* [PROBLEM TO SOLVE]:
Extend the news article about Rafiah Yam settlers setting up a pro-evacuation Shuvi branch by writing what follows its last sentence.

Gaza settlers start pro-evacuation group
By MATTHEW GUTMAN
Settlers in the Gaza Strip community of Rafiah Yam intend to establish their own branch of "Shuvi," an organization that has accumulated about 65,000 signatures urging Israel's immediate evacuation of the Gaza Strip settlements.
The highly unusual move follows escalating tensions between moderate and radical settlers which peaked with fisticuffs last Thursday, when settlers allegedly representing the southern Gaza Strip's Hof Aza Regional Council raided a meeting of Rafiah Yam residents with Shuvi activists.
The Shuvi branch in Rafiah Yam would be the first openly pro-evacuation group to arise in any of the West Bank or Gaza Strip settlements – although there are apparently hundreds of settlers who quietly support their own evacuation in exchange for financial compensation.
All of the approximately 7,500 Jews who live in the the Gaza Strips settlements would be evacuated with the passage of Prime Minister Ariel Sharon's plan for unilateral disengagement.

* [RECORD SET]:
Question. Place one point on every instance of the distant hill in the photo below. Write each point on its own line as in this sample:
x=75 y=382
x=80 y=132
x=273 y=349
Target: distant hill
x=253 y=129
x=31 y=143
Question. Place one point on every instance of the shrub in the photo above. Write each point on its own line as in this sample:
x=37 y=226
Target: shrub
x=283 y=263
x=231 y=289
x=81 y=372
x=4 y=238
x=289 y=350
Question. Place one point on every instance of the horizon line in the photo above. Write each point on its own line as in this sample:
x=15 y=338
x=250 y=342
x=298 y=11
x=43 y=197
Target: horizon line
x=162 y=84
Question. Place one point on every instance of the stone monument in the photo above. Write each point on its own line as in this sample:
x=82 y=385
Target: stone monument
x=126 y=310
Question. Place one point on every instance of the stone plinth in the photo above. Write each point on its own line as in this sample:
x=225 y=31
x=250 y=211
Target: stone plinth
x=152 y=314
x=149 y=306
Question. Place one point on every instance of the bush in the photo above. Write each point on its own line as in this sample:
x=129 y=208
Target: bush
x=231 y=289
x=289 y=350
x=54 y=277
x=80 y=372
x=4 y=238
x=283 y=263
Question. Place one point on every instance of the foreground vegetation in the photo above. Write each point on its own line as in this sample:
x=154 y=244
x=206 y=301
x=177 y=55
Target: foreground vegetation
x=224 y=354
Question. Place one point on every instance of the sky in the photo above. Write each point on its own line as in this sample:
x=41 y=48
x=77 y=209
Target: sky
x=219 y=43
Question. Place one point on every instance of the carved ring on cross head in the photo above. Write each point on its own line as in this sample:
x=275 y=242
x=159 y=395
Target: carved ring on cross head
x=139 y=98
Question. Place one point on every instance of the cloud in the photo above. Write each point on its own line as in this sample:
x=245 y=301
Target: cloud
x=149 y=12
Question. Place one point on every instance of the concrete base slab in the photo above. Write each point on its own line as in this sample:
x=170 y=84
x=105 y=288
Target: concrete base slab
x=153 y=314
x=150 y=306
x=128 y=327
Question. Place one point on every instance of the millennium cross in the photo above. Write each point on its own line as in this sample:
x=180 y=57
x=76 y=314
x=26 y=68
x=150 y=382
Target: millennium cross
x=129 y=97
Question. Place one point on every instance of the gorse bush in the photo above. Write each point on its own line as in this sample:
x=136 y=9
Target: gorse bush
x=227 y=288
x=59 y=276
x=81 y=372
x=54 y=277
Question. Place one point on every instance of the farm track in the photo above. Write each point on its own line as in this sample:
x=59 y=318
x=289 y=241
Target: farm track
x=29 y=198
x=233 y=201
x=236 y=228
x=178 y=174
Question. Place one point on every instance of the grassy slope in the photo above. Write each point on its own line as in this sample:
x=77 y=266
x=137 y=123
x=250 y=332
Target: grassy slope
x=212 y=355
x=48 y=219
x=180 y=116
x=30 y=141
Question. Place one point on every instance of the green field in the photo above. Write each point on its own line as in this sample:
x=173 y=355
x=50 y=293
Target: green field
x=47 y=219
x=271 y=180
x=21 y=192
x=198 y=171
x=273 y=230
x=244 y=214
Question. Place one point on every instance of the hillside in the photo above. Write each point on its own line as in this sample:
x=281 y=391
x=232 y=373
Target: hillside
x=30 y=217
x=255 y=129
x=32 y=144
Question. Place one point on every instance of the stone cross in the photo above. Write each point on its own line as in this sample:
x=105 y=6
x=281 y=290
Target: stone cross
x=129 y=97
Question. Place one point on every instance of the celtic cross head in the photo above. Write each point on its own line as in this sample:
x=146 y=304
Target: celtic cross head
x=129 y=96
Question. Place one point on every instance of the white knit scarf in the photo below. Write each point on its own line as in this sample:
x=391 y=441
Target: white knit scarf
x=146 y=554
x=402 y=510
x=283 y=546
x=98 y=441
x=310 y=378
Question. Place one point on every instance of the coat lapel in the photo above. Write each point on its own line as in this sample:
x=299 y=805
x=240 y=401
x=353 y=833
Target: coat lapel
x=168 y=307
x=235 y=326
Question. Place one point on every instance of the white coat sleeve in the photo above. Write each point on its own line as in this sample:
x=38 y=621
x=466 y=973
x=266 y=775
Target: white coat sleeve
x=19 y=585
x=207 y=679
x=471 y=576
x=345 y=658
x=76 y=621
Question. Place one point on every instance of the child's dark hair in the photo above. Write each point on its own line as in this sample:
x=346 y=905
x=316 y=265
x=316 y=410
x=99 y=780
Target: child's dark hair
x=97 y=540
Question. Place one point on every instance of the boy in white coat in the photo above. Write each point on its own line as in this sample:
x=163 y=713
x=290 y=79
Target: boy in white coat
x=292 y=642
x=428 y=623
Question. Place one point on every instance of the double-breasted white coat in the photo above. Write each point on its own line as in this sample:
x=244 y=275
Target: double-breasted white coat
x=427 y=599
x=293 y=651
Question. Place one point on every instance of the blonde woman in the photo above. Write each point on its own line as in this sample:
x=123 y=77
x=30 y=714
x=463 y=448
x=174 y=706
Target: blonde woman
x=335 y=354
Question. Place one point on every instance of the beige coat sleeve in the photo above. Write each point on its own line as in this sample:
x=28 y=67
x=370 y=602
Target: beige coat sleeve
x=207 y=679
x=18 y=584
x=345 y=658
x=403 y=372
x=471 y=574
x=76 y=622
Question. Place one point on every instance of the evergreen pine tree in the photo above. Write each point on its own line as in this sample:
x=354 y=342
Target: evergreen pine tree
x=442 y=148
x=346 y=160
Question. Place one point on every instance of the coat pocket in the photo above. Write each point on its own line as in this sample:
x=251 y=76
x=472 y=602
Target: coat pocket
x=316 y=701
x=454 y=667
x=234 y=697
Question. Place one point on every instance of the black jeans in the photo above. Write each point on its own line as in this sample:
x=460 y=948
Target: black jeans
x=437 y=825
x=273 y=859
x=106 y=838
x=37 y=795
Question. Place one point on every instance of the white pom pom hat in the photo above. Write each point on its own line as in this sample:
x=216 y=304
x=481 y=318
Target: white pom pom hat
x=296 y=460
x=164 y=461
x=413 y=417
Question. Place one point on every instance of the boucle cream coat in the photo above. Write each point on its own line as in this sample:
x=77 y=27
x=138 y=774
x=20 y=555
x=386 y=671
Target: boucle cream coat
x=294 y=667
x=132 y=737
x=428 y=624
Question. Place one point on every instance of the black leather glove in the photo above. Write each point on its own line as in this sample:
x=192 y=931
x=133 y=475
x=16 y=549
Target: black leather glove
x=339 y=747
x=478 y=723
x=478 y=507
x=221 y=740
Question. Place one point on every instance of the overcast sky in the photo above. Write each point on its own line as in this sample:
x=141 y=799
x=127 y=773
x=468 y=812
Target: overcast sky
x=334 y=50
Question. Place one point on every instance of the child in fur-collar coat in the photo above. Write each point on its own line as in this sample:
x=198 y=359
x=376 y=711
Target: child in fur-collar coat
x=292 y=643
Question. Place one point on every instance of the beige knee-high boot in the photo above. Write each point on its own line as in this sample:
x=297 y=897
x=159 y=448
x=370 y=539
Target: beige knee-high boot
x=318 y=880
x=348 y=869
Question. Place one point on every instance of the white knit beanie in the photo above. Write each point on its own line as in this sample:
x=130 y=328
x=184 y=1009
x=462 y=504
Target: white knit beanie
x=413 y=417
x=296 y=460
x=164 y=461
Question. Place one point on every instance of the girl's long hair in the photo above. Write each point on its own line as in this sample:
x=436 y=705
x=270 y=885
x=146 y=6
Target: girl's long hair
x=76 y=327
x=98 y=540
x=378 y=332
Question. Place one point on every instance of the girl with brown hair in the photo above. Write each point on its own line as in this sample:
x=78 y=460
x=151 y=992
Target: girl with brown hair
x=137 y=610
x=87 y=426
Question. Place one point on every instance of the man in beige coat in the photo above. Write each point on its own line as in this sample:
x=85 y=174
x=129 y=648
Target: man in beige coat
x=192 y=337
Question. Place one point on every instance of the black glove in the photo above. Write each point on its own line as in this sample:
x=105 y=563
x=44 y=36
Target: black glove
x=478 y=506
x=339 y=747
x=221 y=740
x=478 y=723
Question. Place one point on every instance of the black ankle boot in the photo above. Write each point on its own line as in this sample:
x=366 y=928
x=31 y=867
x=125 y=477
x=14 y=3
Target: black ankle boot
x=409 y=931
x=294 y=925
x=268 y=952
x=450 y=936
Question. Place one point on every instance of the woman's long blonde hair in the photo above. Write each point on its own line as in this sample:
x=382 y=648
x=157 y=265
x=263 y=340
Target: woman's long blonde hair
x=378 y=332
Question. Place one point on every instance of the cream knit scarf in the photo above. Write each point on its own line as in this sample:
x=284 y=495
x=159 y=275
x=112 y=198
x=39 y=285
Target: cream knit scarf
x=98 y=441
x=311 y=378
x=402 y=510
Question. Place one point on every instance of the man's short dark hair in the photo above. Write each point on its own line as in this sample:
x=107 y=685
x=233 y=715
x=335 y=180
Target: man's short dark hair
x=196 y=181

* [THE ANSWER]:
At last Thursday's meeting, six Shuvi activists piled into the home of Rafiah Yam resident and soon-to-be chairman of the local Shuvi branch Avishai Nativ. They joined nine other families from the Gaza settlements of Neveh Dekalim, Shalev, and Bdolah.
Nativ claims that settlers upset with his political position – municipal workers among them – raided his home at last week's meeting, poked video cameras in the windows, and detained his guests for almost three hours until they and their cars' license plates had been photographed.
"All we did," Nativ told The Jerusalem Post on Wednesday, "is have a democratic meeting and talk about subjects openly. I did not see anybody trying to prevent settlers from knocking on people's doors in Tel Aviv or Herzliya, or from holding hands in the human chain [protesting the disengagement plan] that linked hands from Gaza to Jerusalem last month."
A "foul atmosphere" has taken hold of the Gush Katif settlement bloc, said Nativ. "The regional council's threats and labeling of us as traitors has only proved to me that we must take an active role in leaving this place," he said.
Dorit Eldar, Shuvi's spokeswoman who attended Nativ's parlor meeting, said, "We are not at all interested in an escalation between the settlers. We only support the evacuation from Gaza in the way which least harms the lives and livelihood of the settlers. But I never expected things to get violent."
She counts the shoving matches and "my forceful detention" as violence.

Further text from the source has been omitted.